▶ **EXERCISE BRIEF**: Print, exactly as they stand, the lines below from the one that has "Where can you see the terracotta" to the one that has "Where can you see the cloudy", inclusive, leaving out the pictures.

▶ **PROVIDED INFORMATION**:
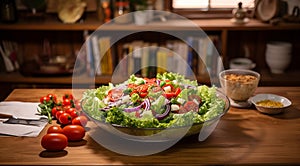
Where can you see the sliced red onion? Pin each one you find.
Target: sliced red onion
(158, 82)
(163, 115)
(137, 108)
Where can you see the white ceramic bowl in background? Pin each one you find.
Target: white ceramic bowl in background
(242, 63)
(270, 110)
(240, 87)
(278, 56)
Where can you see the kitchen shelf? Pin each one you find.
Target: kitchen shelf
(223, 27)
(91, 23)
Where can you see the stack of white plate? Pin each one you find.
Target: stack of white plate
(278, 56)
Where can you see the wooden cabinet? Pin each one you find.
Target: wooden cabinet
(68, 38)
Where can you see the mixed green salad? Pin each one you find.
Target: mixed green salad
(169, 100)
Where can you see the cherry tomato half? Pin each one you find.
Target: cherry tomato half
(80, 120)
(55, 129)
(54, 142)
(74, 132)
(44, 99)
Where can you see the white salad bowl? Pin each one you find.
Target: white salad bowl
(204, 129)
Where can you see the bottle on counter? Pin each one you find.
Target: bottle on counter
(121, 11)
(8, 11)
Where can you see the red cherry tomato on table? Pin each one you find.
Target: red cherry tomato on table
(68, 96)
(72, 112)
(54, 142)
(80, 120)
(44, 99)
(52, 97)
(78, 105)
(66, 102)
(65, 118)
(55, 129)
(58, 113)
(74, 132)
(55, 110)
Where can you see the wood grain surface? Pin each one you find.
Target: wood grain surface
(242, 136)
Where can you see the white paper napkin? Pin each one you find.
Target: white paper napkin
(22, 110)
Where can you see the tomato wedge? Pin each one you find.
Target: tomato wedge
(170, 91)
(115, 94)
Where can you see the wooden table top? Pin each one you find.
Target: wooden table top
(242, 136)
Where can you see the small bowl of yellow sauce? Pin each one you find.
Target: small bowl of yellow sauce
(270, 103)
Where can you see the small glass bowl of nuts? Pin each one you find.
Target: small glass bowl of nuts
(239, 85)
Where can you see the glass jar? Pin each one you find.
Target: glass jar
(121, 12)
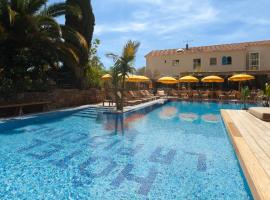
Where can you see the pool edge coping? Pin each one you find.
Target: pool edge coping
(250, 166)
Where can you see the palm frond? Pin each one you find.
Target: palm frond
(76, 39)
(49, 25)
(59, 9)
(34, 6)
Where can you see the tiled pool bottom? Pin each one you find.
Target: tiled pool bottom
(175, 151)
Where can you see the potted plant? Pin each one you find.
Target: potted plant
(245, 93)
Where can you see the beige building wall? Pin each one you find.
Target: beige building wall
(163, 64)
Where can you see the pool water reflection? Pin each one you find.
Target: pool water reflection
(170, 151)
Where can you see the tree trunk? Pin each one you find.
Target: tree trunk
(85, 26)
(122, 93)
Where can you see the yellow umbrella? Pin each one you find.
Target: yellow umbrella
(212, 79)
(167, 80)
(106, 77)
(144, 78)
(188, 79)
(133, 78)
(241, 77)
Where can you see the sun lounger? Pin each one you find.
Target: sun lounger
(145, 95)
(196, 95)
(262, 113)
(151, 95)
(205, 95)
(220, 95)
(129, 102)
(137, 96)
(161, 93)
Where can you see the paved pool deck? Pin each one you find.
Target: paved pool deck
(251, 140)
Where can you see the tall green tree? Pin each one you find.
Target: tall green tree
(85, 26)
(31, 41)
(123, 64)
(95, 68)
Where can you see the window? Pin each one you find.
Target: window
(196, 64)
(254, 61)
(175, 62)
(213, 61)
(226, 60)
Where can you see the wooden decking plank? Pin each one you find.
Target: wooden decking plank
(250, 140)
(259, 147)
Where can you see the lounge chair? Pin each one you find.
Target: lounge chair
(128, 102)
(232, 95)
(261, 113)
(145, 95)
(161, 93)
(150, 94)
(137, 96)
(220, 95)
(184, 95)
(196, 95)
(205, 95)
(174, 93)
(107, 98)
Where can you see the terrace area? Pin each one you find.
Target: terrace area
(251, 138)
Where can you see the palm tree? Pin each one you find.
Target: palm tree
(84, 25)
(124, 65)
(31, 39)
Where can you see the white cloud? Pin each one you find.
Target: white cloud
(161, 16)
(120, 28)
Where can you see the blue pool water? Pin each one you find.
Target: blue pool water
(178, 150)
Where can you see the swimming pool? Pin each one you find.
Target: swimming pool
(179, 150)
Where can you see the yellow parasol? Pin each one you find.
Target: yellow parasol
(167, 80)
(144, 78)
(188, 79)
(106, 77)
(133, 78)
(212, 79)
(240, 78)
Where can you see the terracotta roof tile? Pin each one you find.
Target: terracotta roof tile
(222, 47)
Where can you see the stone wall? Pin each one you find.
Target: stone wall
(61, 98)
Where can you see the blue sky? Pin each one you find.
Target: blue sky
(163, 24)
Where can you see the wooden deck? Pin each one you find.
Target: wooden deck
(251, 140)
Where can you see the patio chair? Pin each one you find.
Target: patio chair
(220, 95)
(196, 94)
(184, 96)
(232, 95)
(161, 93)
(144, 95)
(174, 93)
(137, 96)
(128, 102)
(206, 95)
(151, 95)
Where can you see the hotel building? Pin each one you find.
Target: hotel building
(224, 60)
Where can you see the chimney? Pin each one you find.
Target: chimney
(187, 46)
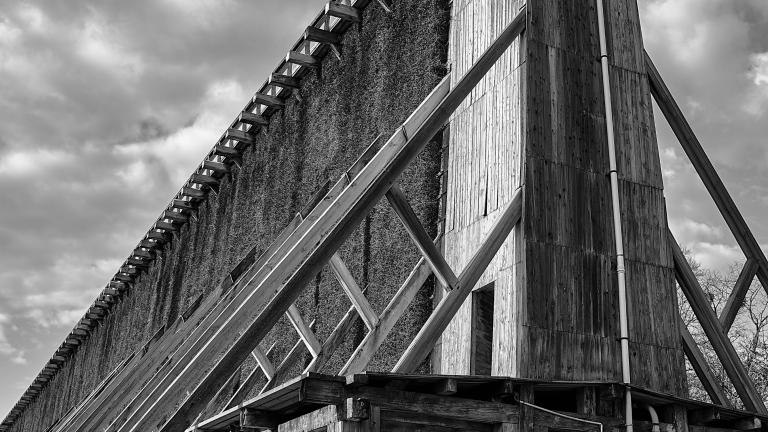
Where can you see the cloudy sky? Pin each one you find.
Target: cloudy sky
(106, 107)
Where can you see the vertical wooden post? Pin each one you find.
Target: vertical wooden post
(586, 401)
(527, 413)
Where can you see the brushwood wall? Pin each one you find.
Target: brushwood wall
(390, 62)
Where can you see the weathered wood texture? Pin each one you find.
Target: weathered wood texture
(484, 151)
(343, 109)
(556, 295)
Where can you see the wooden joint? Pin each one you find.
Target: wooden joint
(302, 59)
(124, 278)
(258, 419)
(703, 416)
(230, 152)
(216, 167)
(343, 12)
(284, 81)
(183, 205)
(175, 216)
(268, 101)
(204, 180)
(446, 387)
(247, 117)
(314, 34)
(386, 5)
(193, 193)
(356, 409)
(240, 136)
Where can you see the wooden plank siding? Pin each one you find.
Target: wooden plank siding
(538, 120)
(480, 182)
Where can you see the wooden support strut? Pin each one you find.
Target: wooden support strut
(702, 369)
(711, 326)
(445, 310)
(706, 171)
(736, 299)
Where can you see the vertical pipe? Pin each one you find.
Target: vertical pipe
(620, 266)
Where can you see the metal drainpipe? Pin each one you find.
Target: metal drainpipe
(620, 267)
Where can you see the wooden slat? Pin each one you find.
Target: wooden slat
(736, 299)
(305, 333)
(355, 294)
(364, 352)
(423, 242)
(425, 340)
(711, 326)
(702, 369)
(302, 59)
(706, 171)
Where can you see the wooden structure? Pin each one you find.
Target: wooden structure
(525, 327)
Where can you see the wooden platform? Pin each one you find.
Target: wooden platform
(396, 402)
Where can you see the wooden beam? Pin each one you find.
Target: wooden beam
(711, 326)
(205, 180)
(217, 167)
(167, 226)
(430, 332)
(160, 237)
(334, 340)
(245, 386)
(247, 117)
(736, 299)
(193, 193)
(421, 239)
(302, 59)
(702, 369)
(268, 101)
(314, 34)
(706, 171)
(305, 333)
(353, 291)
(342, 11)
(386, 5)
(370, 344)
(184, 205)
(175, 216)
(240, 136)
(266, 366)
(258, 419)
(230, 152)
(284, 81)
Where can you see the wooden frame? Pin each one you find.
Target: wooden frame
(756, 260)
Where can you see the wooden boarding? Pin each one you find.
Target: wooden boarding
(711, 325)
(291, 266)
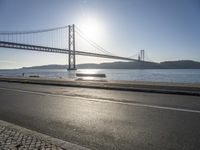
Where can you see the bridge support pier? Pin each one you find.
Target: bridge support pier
(72, 53)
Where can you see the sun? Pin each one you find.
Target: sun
(92, 27)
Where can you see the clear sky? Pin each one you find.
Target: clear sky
(166, 29)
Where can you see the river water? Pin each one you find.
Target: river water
(154, 75)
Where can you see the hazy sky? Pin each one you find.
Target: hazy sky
(166, 29)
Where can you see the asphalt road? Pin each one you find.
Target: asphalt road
(104, 119)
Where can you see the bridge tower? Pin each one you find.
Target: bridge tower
(72, 53)
(141, 56)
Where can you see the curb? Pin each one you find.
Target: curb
(60, 143)
(165, 88)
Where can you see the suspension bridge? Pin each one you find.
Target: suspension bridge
(57, 40)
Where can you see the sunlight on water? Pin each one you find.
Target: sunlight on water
(153, 75)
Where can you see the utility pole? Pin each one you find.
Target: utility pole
(72, 53)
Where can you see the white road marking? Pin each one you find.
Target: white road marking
(107, 101)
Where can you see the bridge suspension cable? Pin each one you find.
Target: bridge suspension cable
(31, 31)
(92, 43)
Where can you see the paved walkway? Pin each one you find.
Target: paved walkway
(13, 137)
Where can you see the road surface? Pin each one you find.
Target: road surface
(104, 119)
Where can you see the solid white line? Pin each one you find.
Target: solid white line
(107, 101)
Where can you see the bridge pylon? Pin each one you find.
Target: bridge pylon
(72, 53)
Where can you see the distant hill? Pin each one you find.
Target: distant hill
(182, 64)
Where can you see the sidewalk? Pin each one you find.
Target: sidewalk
(13, 137)
(153, 87)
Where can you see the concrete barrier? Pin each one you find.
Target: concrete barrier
(154, 87)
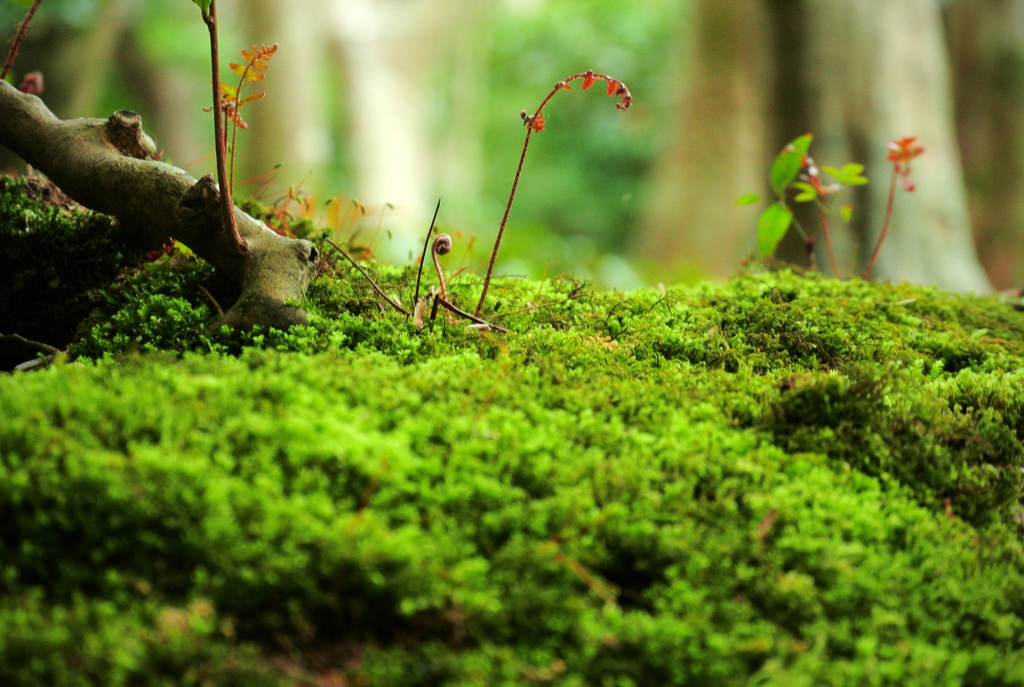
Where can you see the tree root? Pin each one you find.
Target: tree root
(108, 166)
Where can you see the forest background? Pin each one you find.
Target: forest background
(377, 108)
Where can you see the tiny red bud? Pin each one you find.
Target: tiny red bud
(32, 83)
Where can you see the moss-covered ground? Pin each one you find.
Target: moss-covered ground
(781, 480)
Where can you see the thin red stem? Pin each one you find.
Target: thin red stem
(22, 30)
(501, 227)
(226, 205)
(885, 227)
(826, 232)
(561, 85)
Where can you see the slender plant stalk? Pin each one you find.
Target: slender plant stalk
(505, 218)
(369, 278)
(826, 232)
(536, 122)
(423, 257)
(22, 30)
(226, 205)
(885, 227)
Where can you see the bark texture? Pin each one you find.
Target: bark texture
(107, 166)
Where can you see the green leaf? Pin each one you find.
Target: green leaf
(787, 164)
(850, 175)
(802, 143)
(772, 226)
(807, 191)
(784, 170)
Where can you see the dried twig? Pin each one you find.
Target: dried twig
(369, 278)
(462, 313)
(46, 348)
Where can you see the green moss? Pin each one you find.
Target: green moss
(53, 264)
(780, 480)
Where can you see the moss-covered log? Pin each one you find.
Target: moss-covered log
(108, 166)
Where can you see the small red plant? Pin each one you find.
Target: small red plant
(230, 96)
(18, 37)
(534, 123)
(795, 177)
(901, 152)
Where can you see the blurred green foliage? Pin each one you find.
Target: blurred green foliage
(585, 175)
(781, 480)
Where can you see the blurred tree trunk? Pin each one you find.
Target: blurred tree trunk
(717, 151)
(287, 131)
(855, 73)
(987, 48)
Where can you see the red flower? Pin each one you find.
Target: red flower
(901, 152)
(32, 83)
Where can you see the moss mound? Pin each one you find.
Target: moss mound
(783, 480)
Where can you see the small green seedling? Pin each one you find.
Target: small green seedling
(796, 178)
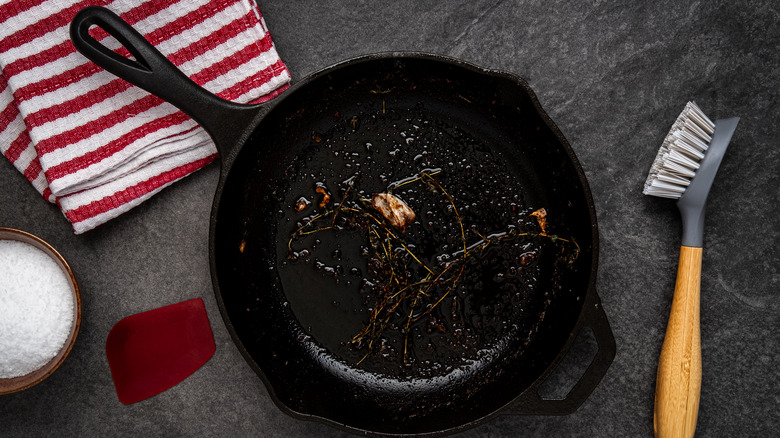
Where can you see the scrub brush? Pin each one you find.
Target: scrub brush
(684, 170)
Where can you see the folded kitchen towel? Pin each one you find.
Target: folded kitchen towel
(96, 145)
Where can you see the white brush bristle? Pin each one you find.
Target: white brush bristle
(682, 150)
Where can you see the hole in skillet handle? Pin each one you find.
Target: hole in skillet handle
(226, 122)
(532, 400)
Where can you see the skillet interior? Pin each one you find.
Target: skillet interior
(273, 309)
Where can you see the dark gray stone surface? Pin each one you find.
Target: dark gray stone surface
(613, 75)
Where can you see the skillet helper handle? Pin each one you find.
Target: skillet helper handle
(593, 317)
(678, 384)
(153, 72)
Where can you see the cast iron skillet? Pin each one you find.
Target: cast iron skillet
(280, 317)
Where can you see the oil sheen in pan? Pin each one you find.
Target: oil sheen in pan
(326, 274)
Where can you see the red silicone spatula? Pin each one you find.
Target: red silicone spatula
(152, 351)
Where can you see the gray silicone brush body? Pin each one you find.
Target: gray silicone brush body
(687, 175)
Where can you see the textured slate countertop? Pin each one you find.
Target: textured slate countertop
(613, 76)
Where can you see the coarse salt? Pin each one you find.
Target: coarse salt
(36, 308)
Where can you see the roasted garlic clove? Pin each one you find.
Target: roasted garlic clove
(393, 209)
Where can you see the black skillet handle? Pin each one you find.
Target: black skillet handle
(594, 317)
(225, 121)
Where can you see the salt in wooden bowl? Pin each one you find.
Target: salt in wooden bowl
(19, 383)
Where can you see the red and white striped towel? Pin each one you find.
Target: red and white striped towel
(96, 145)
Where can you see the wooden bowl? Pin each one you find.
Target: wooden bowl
(14, 384)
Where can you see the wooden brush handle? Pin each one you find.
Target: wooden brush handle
(678, 383)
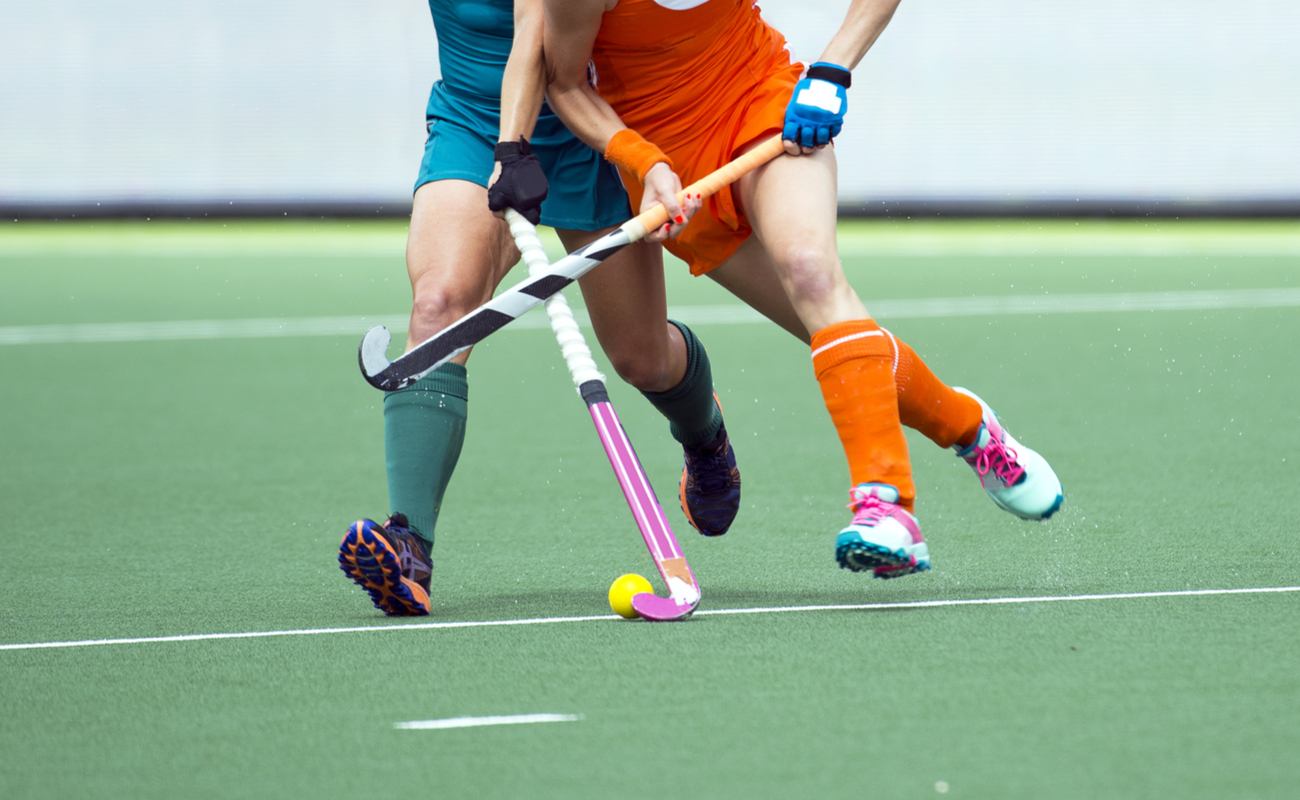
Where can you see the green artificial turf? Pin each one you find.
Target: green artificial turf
(172, 487)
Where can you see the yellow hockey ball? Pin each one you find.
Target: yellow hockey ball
(623, 589)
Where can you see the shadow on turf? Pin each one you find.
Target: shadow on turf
(581, 602)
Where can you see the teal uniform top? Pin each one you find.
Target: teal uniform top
(473, 44)
(464, 120)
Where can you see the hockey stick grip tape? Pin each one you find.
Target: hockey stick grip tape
(709, 185)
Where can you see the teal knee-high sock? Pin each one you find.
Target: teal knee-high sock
(424, 427)
(692, 411)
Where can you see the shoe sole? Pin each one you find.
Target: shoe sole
(1056, 506)
(858, 556)
(369, 561)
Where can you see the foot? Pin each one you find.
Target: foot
(1014, 476)
(883, 536)
(710, 485)
(390, 562)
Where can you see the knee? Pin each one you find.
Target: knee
(642, 368)
(436, 305)
(813, 273)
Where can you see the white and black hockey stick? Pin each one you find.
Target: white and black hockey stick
(646, 511)
(507, 306)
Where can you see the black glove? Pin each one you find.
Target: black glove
(521, 184)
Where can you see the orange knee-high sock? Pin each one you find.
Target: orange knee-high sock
(928, 405)
(854, 366)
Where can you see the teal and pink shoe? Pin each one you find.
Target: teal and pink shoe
(883, 536)
(390, 562)
(1014, 476)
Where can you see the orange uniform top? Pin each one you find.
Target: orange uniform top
(702, 83)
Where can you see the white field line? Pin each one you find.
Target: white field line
(441, 725)
(698, 315)
(497, 623)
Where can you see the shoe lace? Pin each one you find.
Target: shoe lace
(1001, 461)
(867, 509)
(410, 556)
(710, 468)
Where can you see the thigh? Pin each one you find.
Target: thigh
(752, 276)
(456, 254)
(792, 206)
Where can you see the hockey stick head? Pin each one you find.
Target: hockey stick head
(373, 358)
(681, 601)
(663, 609)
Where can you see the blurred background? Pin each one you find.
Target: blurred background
(1166, 107)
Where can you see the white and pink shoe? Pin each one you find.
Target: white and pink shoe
(1014, 476)
(883, 536)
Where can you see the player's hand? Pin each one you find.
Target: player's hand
(815, 113)
(518, 181)
(662, 185)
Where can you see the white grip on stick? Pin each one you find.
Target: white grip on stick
(577, 355)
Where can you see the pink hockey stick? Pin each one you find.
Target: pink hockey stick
(683, 588)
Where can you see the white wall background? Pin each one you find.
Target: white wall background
(207, 100)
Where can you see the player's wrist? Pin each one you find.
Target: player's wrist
(824, 70)
(632, 152)
(512, 148)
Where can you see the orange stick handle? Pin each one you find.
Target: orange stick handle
(724, 176)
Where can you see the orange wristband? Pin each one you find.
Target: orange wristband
(629, 151)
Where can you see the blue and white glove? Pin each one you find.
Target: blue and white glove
(815, 113)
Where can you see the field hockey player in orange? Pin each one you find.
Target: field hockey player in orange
(670, 90)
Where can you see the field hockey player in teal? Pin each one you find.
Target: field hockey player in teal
(456, 254)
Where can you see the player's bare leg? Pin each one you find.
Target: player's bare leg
(668, 364)
(456, 254)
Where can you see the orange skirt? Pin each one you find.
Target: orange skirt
(720, 228)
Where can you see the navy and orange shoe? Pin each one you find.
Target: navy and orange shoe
(390, 562)
(710, 485)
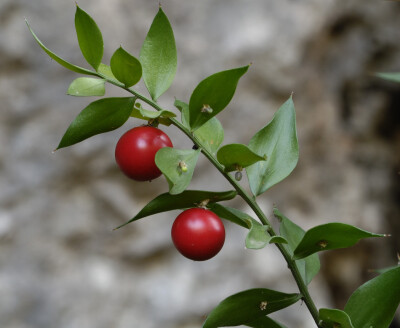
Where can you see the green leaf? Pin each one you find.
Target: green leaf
(394, 77)
(162, 116)
(87, 86)
(184, 108)
(188, 198)
(383, 270)
(62, 62)
(89, 38)
(178, 166)
(374, 303)
(258, 237)
(231, 214)
(278, 140)
(333, 318)
(126, 68)
(211, 135)
(212, 95)
(151, 114)
(247, 306)
(158, 56)
(330, 236)
(237, 156)
(264, 322)
(308, 267)
(106, 71)
(100, 116)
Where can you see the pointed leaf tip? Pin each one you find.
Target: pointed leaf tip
(158, 56)
(89, 38)
(215, 92)
(278, 140)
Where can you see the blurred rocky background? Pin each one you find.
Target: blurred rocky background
(61, 265)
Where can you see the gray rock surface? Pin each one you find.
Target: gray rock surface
(61, 265)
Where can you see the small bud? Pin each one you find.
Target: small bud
(263, 305)
(206, 109)
(203, 203)
(238, 176)
(322, 243)
(183, 166)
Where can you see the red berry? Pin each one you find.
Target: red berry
(136, 149)
(198, 234)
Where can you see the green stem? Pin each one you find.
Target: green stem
(242, 193)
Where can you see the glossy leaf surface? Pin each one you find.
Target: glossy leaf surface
(89, 38)
(258, 236)
(374, 303)
(148, 115)
(394, 77)
(309, 266)
(100, 116)
(62, 62)
(158, 56)
(333, 318)
(188, 198)
(247, 306)
(87, 86)
(234, 156)
(106, 71)
(212, 95)
(264, 322)
(277, 140)
(178, 166)
(330, 236)
(231, 214)
(125, 67)
(151, 114)
(184, 109)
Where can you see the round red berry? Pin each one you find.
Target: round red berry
(136, 149)
(198, 234)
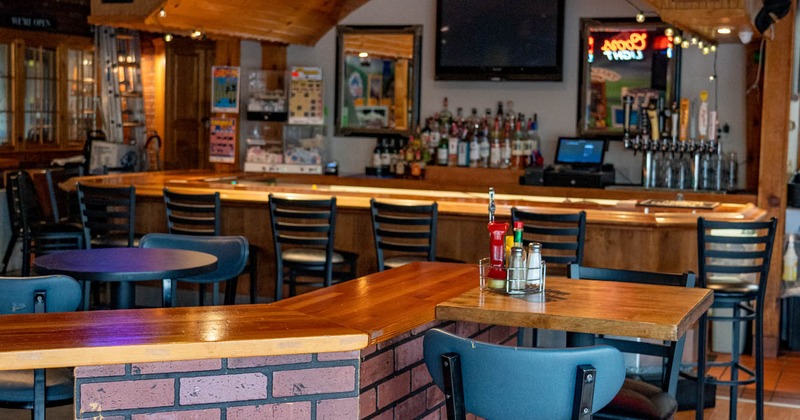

▶ **THE ANSWER**:
Where can you see the terracotta roof tile? Pin each one you find.
Target: terracotta roof tile
(222, 47)
Where can you see the stone wall? Pin each one you find.
Target: stone wall
(61, 98)
Where can you see the blue sky? Pin each one you find.
Target: blue sky
(163, 24)
Where can you see the wooden deck? Pin each one you find.
Target: wooden deck
(251, 140)
Where can you see the patio chair? Pin each one you find.
Target: patio chair
(220, 95)
(196, 94)
(184, 96)
(232, 95)
(161, 93)
(144, 95)
(174, 93)
(137, 96)
(128, 102)
(206, 95)
(151, 95)
Where can you see the hotel building? Pin each one you find.
Target: hotel building
(224, 60)
Where can you see the chimney? Pin each one you find.
Target: chimney
(187, 46)
Where can you see the cloudy sky? Pin each one you find.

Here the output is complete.